## Prompt
Beginning with the line that contains "Can you see the man's face?", restate each line below through the final one exactly, and exclude the pictures.

## Items from a data source

++++++++++

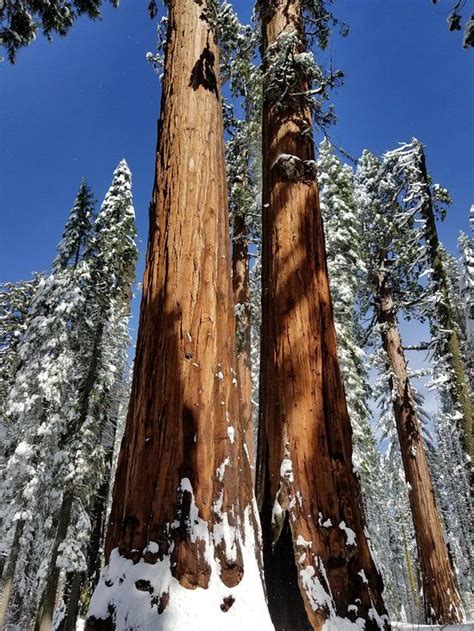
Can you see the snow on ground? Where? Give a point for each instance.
(408, 626)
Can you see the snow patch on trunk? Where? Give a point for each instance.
(146, 597)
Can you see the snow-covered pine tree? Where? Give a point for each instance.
(394, 260)
(108, 265)
(317, 558)
(427, 201)
(15, 300)
(21, 21)
(38, 409)
(237, 46)
(347, 273)
(182, 535)
(466, 288)
(394, 540)
(449, 353)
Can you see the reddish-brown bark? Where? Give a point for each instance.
(304, 465)
(441, 599)
(183, 420)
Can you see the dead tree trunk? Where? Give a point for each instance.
(182, 528)
(317, 557)
(441, 599)
(451, 347)
(241, 287)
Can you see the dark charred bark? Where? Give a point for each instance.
(307, 489)
(183, 427)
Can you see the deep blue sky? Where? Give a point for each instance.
(75, 107)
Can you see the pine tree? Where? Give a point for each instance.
(317, 558)
(15, 300)
(109, 267)
(40, 403)
(237, 46)
(20, 21)
(392, 529)
(393, 259)
(37, 409)
(466, 281)
(183, 533)
(427, 201)
(347, 273)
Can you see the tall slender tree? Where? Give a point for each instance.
(426, 199)
(319, 567)
(182, 542)
(237, 45)
(393, 258)
(15, 300)
(109, 268)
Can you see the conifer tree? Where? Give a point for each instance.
(237, 46)
(393, 258)
(182, 542)
(347, 273)
(466, 288)
(317, 558)
(20, 21)
(15, 300)
(109, 268)
(427, 200)
(37, 408)
(38, 412)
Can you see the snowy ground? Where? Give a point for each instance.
(396, 626)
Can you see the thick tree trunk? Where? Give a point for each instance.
(446, 322)
(181, 540)
(44, 618)
(241, 287)
(9, 572)
(317, 557)
(441, 599)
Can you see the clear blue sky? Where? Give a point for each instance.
(75, 107)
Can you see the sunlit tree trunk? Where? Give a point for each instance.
(441, 599)
(182, 527)
(317, 558)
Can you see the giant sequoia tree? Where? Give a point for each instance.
(393, 260)
(181, 544)
(318, 563)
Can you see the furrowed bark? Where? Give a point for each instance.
(446, 322)
(442, 603)
(182, 514)
(317, 557)
(241, 287)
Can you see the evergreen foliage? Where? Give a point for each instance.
(63, 406)
(21, 21)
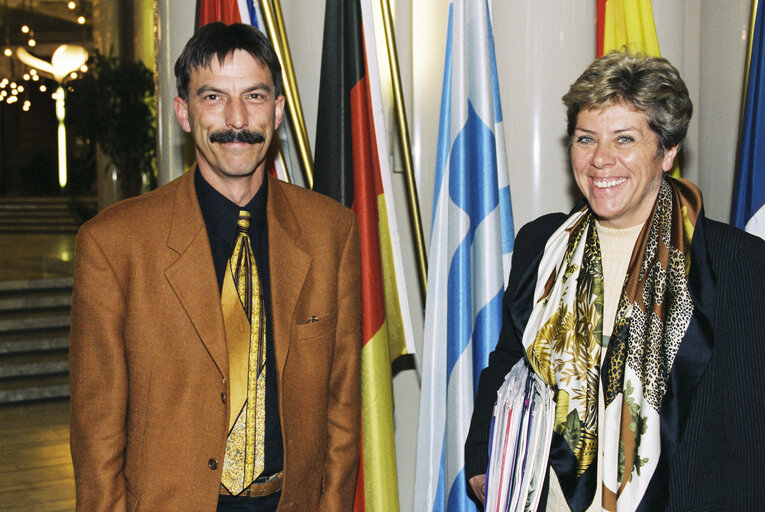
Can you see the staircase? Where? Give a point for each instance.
(34, 339)
(44, 214)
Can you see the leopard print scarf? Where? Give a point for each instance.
(562, 342)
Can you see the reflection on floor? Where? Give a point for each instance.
(36, 473)
(31, 256)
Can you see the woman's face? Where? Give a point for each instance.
(617, 164)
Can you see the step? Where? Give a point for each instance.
(37, 219)
(40, 319)
(38, 229)
(36, 388)
(34, 341)
(35, 299)
(50, 283)
(34, 364)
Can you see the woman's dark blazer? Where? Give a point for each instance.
(719, 463)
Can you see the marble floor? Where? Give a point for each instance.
(36, 473)
(30, 256)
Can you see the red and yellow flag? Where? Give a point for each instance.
(628, 25)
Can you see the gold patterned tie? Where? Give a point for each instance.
(241, 300)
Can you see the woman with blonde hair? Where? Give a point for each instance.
(645, 318)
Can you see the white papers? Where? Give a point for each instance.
(519, 443)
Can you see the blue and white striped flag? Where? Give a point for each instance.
(749, 194)
(470, 246)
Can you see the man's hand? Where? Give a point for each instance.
(478, 484)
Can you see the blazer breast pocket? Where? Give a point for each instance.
(316, 326)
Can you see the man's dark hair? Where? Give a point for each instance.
(220, 40)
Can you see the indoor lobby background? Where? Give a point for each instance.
(541, 47)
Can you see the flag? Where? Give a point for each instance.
(626, 23)
(247, 12)
(348, 167)
(749, 195)
(470, 247)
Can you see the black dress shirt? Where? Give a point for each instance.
(221, 216)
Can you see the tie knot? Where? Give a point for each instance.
(243, 224)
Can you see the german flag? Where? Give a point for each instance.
(347, 168)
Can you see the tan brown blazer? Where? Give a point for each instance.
(149, 367)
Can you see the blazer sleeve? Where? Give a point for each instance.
(98, 380)
(529, 246)
(344, 409)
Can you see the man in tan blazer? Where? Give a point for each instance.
(151, 402)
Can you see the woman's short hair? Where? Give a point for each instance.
(220, 41)
(650, 85)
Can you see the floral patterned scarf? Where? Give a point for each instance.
(562, 342)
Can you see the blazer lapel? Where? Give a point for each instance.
(192, 275)
(288, 267)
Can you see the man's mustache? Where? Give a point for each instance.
(226, 136)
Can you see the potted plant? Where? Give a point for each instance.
(113, 104)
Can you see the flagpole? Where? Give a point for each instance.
(753, 20)
(398, 96)
(272, 14)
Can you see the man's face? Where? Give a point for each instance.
(232, 115)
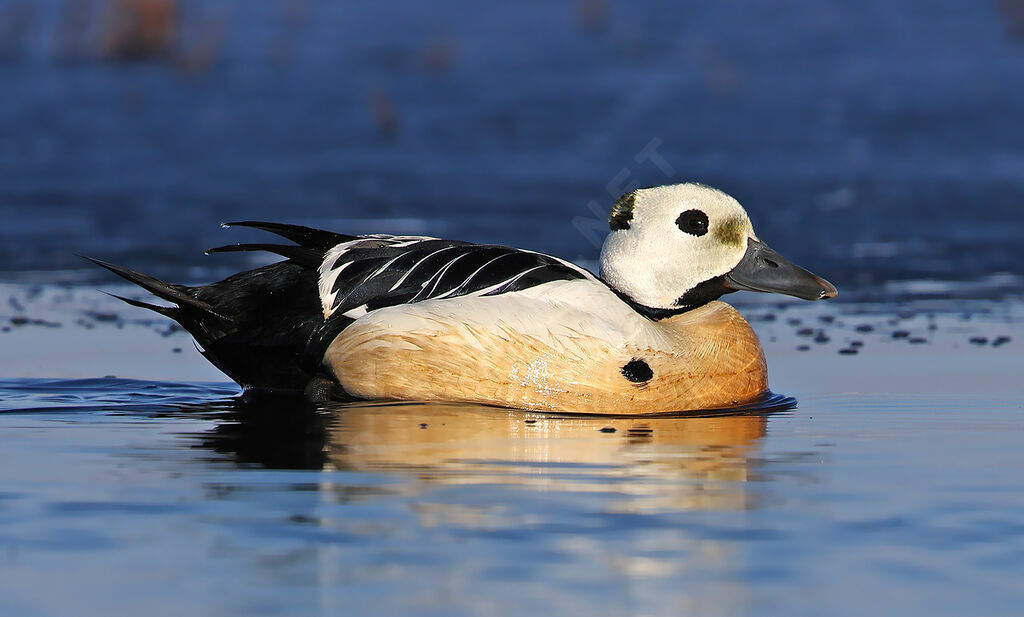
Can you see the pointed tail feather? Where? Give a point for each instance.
(168, 292)
(304, 236)
(310, 258)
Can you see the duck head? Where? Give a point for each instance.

++++++++++

## Exercise solution
Can you see the man's face? Where? Give a point for each instance.
(232, 115)
Can you see the pointed tail feather? Where? Give a point for each instance.
(168, 292)
(304, 236)
(310, 258)
Can you see the duck head? Where? Give a point for each instance.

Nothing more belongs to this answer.